• [Exercise goal]:
Copy exactly, and only, the lines from the one containing "flowers, as integer pixel positions." through the last line of the records below.

• [Source information]:
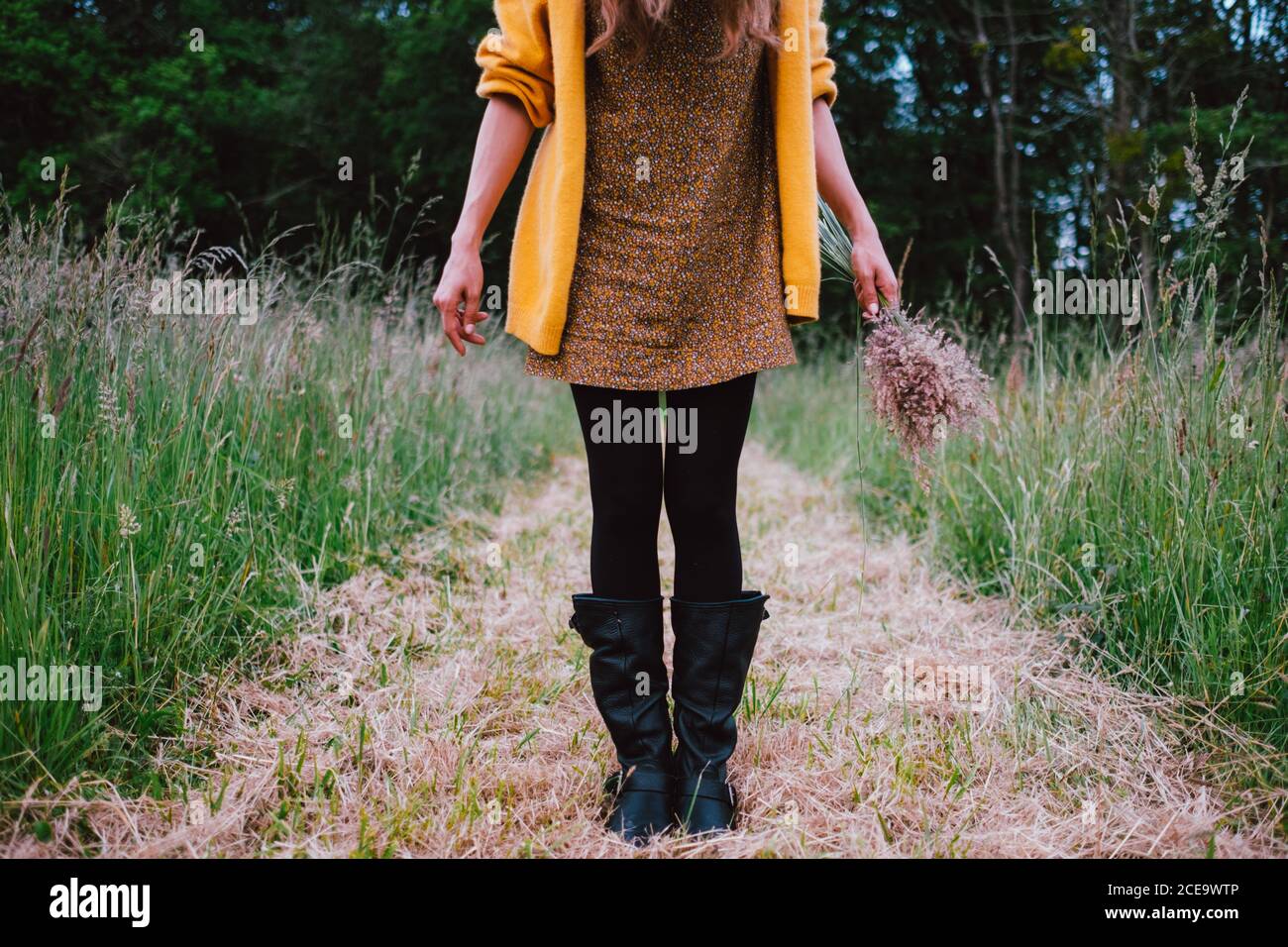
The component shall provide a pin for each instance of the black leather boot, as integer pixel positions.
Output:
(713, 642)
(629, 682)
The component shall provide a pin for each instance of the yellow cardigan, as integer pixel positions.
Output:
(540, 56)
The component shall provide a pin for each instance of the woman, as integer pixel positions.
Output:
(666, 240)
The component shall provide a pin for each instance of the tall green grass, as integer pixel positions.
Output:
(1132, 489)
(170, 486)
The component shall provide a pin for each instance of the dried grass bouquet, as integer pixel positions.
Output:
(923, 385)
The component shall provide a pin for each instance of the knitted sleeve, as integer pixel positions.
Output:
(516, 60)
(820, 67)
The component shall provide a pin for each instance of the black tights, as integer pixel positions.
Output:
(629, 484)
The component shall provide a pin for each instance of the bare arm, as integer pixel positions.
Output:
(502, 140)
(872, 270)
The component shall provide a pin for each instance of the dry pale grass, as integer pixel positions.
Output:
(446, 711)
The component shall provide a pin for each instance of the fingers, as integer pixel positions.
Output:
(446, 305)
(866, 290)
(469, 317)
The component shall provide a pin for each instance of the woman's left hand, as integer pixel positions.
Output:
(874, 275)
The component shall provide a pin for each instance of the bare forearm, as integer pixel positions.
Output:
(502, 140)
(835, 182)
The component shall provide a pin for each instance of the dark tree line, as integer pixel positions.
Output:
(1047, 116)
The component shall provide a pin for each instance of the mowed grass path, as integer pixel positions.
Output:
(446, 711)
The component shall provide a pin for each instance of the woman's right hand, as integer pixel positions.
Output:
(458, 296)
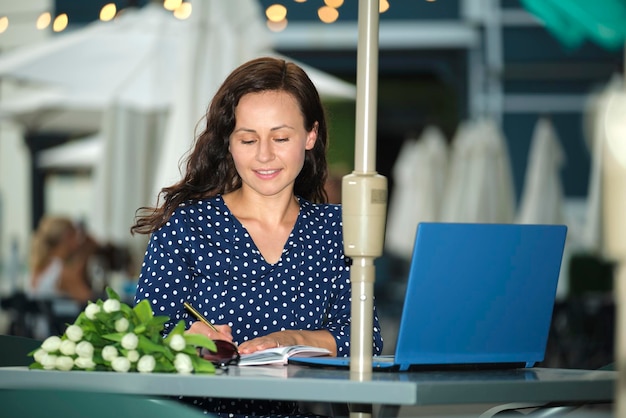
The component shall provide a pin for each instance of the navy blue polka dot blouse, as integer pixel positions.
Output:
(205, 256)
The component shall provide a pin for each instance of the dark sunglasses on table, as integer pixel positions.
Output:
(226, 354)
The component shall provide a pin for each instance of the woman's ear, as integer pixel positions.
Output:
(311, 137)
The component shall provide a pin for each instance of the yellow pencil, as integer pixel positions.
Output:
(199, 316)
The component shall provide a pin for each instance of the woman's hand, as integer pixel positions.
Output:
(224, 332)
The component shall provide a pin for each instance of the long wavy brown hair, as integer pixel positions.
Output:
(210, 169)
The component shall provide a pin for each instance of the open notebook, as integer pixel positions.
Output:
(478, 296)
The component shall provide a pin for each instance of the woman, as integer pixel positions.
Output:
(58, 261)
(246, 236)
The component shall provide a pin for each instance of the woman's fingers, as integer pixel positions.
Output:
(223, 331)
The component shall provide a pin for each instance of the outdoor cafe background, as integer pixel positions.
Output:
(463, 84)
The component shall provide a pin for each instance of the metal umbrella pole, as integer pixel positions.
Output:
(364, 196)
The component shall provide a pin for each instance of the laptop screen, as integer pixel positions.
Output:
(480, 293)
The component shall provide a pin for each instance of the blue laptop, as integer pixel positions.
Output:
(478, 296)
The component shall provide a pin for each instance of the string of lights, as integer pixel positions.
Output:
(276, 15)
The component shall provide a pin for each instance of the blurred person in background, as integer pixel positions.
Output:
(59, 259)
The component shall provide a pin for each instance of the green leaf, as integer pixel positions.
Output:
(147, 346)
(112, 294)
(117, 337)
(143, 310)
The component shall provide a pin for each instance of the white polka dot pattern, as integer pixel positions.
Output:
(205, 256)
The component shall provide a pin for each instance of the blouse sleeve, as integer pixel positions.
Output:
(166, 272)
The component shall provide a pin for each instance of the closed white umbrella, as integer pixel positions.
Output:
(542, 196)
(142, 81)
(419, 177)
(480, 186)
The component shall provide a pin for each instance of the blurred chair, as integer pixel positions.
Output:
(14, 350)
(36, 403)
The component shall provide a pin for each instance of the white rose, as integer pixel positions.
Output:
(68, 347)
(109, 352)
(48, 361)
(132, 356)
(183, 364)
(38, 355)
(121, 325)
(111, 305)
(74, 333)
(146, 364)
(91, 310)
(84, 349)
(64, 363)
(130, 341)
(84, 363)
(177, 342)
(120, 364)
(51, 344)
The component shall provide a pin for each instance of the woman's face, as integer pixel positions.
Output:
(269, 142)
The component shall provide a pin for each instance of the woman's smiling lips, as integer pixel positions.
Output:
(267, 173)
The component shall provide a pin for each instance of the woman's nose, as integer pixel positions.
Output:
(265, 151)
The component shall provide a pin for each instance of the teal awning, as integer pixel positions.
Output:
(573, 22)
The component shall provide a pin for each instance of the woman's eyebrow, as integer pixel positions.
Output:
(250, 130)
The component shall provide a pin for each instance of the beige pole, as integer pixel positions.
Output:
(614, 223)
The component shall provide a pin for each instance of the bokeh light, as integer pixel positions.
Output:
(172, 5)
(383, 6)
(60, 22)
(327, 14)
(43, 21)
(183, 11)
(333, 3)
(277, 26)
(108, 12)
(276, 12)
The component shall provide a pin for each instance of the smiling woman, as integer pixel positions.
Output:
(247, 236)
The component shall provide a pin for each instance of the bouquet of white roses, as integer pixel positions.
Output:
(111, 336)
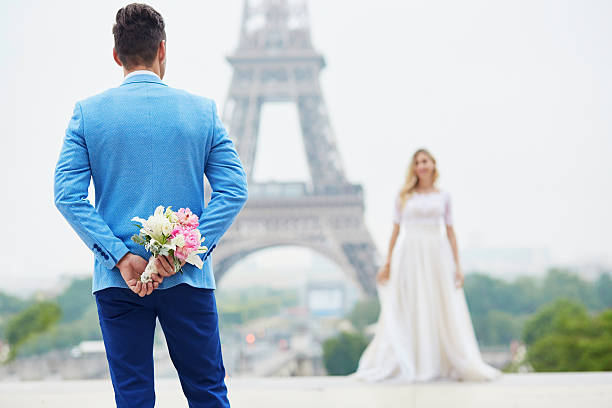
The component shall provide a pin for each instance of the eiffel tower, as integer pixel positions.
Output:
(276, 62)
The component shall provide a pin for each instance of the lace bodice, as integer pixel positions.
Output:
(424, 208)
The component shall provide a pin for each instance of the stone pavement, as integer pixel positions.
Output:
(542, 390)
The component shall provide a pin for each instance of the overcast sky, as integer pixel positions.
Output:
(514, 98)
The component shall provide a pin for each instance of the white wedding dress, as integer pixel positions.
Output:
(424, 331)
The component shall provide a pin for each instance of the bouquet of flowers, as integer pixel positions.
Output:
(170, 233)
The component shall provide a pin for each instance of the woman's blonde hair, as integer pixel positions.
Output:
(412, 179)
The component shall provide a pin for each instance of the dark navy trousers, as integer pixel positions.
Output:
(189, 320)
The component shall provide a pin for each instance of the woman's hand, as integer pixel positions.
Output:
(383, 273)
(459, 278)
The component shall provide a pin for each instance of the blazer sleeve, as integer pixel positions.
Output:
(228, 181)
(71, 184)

• [Exercise solution]:
The component shall provide a pin for each instance of the bouquet of flowers, as integer pixel positions.
Output:
(170, 233)
The component shall provide a pin for each instance of the woman's blonde hair, as integer pixel positions.
Output:
(412, 179)
The component shall provide a pin for each instance of the dark navy trousers, as integer pixel positions.
Output:
(189, 320)
The component shall provide a pin for each instance of the woman's hand, as integer pixel positions.
Output:
(383, 273)
(459, 278)
The component shall provide a pin for each instance of the blazer sleeve, as integer pixel positions.
Output:
(228, 181)
(71, 184)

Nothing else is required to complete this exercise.